#### YOUR ASSIGNMENT:
Using the records that follow, tally the lines containing the word "roof" and state only the count.
++++
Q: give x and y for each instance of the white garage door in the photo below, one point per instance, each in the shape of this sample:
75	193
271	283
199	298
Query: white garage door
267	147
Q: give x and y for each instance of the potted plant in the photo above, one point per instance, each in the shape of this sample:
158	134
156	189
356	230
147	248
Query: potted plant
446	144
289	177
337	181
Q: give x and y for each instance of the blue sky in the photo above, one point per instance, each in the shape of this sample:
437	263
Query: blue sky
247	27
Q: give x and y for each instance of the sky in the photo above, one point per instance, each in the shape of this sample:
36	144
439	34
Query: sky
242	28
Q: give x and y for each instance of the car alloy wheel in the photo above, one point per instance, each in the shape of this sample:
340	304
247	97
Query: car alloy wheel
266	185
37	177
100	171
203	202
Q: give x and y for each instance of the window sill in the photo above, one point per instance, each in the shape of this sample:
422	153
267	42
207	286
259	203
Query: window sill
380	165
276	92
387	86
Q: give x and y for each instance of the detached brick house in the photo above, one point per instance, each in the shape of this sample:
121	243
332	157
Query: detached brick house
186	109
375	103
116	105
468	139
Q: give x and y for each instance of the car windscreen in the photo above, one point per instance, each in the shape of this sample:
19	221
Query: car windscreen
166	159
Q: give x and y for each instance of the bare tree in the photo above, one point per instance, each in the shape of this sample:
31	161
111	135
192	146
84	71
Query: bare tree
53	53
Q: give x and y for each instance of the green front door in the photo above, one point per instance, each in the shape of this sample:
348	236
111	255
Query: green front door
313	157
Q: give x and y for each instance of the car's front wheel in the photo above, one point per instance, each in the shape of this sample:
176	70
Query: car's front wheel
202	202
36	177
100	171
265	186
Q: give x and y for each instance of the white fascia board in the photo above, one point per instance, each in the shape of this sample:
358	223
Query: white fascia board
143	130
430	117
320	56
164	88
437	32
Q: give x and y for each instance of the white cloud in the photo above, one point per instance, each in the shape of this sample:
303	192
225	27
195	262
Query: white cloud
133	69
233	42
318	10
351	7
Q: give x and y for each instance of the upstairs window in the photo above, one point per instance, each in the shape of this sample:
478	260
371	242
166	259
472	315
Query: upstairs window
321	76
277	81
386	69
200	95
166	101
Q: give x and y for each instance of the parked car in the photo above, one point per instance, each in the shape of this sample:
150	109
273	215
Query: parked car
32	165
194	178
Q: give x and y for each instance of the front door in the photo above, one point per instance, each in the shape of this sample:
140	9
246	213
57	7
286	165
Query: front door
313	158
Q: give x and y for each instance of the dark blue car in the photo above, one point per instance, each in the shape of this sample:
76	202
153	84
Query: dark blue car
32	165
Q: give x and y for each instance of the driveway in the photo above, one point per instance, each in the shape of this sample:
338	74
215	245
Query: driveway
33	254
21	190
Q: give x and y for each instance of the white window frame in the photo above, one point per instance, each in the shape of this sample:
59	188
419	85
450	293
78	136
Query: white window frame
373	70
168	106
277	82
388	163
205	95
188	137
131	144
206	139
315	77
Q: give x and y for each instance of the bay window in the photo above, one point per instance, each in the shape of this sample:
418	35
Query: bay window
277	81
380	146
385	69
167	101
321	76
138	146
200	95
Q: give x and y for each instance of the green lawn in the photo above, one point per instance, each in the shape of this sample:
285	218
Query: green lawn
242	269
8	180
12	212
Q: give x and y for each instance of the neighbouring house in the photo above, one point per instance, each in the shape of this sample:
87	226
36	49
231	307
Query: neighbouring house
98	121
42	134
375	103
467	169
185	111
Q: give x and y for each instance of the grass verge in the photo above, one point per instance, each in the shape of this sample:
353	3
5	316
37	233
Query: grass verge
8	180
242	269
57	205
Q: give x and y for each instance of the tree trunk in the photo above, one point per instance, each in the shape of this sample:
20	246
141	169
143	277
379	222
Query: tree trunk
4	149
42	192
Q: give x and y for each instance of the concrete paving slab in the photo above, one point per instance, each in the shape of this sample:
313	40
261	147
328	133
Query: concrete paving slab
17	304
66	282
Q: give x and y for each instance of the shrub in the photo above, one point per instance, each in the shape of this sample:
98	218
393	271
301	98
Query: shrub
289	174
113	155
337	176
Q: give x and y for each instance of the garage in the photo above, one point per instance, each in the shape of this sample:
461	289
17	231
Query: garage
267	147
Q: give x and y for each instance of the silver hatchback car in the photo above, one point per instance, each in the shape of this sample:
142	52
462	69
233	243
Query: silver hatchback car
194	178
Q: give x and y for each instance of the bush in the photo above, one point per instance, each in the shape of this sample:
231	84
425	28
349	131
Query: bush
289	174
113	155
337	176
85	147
++++
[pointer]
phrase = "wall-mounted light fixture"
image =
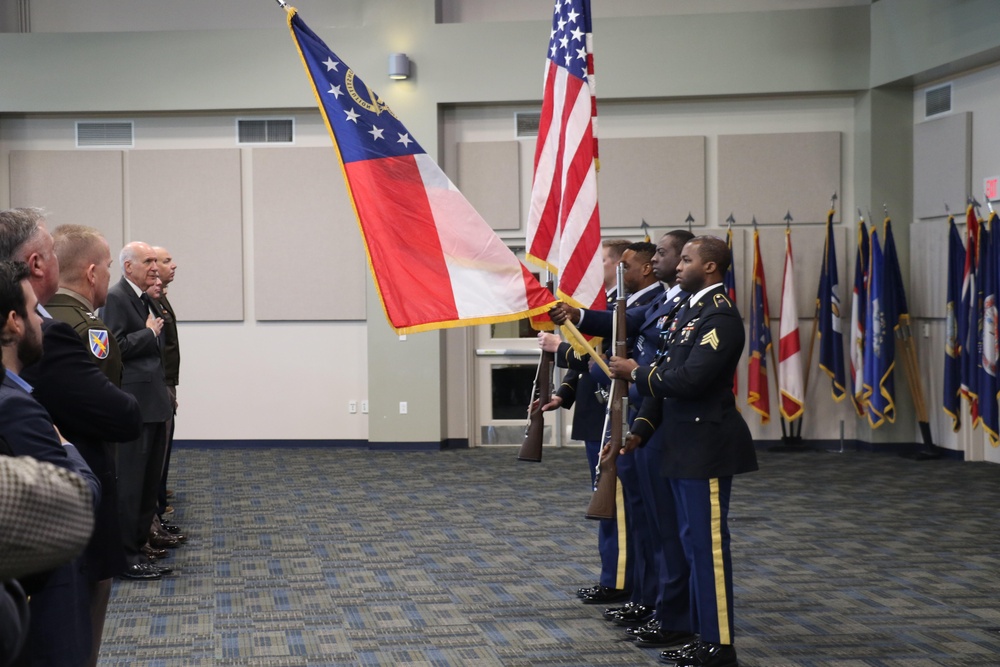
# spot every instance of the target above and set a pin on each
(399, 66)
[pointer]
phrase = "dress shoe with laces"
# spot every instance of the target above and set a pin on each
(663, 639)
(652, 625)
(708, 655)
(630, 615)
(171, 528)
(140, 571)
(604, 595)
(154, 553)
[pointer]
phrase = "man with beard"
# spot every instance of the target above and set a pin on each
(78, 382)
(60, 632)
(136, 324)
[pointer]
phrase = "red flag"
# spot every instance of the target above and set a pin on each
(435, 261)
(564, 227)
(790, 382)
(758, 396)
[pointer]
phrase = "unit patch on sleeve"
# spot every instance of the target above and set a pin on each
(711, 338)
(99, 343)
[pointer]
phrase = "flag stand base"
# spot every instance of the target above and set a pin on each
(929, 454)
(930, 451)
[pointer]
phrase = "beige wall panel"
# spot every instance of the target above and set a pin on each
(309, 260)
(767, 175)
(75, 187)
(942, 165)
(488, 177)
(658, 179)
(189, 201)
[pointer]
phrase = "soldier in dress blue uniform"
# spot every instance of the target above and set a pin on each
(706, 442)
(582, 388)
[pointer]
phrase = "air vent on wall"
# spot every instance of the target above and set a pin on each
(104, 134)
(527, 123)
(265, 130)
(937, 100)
++++
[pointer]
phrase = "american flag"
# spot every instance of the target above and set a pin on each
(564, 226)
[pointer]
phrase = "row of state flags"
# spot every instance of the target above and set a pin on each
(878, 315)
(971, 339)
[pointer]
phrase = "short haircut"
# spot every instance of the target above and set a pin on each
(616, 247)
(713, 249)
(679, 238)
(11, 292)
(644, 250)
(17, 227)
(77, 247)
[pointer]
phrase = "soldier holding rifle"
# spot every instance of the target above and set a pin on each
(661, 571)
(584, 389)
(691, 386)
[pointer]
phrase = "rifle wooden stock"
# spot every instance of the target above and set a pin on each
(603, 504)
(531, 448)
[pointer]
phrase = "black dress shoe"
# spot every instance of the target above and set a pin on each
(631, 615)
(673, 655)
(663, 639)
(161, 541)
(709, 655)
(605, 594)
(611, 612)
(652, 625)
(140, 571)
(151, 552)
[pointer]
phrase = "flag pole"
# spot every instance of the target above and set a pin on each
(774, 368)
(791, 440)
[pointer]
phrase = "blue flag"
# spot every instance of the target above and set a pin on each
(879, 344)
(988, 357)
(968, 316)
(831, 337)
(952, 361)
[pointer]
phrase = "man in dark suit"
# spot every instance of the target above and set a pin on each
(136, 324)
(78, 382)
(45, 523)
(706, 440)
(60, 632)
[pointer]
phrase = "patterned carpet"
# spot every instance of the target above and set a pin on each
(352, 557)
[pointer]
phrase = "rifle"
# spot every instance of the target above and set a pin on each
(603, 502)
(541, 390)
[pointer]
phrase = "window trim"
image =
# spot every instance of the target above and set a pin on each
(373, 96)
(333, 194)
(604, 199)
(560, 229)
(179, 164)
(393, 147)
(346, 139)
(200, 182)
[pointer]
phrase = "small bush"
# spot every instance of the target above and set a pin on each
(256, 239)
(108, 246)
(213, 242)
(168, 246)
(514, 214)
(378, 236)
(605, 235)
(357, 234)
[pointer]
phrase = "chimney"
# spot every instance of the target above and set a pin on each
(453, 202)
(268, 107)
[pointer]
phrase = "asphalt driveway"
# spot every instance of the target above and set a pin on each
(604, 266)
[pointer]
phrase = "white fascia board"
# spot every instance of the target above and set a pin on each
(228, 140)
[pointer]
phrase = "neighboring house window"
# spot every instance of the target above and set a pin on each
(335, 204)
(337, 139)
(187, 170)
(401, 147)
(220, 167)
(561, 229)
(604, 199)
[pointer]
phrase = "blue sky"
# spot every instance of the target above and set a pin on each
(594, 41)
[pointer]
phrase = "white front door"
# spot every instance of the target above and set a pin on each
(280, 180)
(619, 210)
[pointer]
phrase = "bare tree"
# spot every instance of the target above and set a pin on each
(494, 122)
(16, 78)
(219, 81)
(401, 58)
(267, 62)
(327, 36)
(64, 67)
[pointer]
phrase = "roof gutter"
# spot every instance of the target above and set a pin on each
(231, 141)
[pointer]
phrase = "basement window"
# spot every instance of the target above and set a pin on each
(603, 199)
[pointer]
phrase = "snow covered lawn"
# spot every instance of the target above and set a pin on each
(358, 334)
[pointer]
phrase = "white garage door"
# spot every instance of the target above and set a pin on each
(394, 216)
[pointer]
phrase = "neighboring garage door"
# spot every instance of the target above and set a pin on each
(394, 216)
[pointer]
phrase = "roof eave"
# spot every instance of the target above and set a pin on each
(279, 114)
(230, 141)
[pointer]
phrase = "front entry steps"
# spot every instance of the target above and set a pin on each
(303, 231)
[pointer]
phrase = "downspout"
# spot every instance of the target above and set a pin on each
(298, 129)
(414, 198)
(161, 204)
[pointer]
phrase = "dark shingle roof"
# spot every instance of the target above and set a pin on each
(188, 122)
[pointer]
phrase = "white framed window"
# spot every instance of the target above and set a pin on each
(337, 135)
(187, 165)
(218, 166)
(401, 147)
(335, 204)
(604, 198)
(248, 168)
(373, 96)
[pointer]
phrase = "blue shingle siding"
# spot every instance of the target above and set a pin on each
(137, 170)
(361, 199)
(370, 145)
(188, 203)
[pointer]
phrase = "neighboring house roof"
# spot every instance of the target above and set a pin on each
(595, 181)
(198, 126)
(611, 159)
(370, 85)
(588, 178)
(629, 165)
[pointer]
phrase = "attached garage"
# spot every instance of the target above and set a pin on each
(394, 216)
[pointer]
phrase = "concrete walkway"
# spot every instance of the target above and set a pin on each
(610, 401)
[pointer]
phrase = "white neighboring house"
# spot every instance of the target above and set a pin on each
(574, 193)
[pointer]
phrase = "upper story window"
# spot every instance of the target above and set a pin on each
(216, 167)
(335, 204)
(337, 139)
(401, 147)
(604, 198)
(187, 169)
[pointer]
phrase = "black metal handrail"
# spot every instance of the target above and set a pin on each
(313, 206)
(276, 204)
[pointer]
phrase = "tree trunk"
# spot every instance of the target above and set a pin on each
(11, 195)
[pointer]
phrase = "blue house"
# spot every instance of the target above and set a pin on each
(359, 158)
++++
#### SOLVED EXERCISE:
4